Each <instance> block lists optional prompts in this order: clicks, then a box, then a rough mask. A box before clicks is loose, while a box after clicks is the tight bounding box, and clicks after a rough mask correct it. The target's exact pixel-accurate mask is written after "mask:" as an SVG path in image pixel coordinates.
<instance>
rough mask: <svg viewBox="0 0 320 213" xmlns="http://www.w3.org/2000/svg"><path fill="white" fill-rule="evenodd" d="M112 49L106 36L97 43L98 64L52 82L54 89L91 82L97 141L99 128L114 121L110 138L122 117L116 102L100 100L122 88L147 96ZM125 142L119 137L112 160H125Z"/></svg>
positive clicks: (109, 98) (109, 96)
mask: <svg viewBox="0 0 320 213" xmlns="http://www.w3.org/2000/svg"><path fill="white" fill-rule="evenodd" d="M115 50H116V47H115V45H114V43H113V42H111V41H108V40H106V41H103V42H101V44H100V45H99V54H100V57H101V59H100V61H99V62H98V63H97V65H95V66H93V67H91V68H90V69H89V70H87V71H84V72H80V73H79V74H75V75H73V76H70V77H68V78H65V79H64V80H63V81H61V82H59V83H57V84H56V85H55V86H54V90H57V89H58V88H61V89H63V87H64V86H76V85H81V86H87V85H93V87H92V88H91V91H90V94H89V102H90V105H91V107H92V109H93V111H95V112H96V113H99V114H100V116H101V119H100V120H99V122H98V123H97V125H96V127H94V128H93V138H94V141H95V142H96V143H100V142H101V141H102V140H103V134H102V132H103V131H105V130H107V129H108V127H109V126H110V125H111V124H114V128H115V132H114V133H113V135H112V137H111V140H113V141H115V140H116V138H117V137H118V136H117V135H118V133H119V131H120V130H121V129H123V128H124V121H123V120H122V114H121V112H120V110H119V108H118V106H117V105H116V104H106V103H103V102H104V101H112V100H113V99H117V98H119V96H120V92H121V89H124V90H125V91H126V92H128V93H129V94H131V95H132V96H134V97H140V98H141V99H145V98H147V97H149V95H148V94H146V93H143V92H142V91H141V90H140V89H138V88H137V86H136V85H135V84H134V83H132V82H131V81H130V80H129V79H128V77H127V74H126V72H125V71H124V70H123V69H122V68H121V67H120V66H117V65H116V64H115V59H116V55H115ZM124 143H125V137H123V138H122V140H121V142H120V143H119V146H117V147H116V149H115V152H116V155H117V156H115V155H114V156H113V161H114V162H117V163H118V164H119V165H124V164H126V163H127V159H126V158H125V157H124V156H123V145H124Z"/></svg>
++++++++++++++++++++
Anywhere the listing shows the word "instance", copy the full line.

■ **REPLY TO THE TASK**
Each <instance> block lists optional prompts in this order: clicks, then a box, then a rough mask. A box before clicks is loose, while a box after clicks is the tight bounding box, and clicks after a rough mask correct it. The target's exact pixel-accurate mask is written after "mask:" as an SVG path in image pixel coordinates.
<instance>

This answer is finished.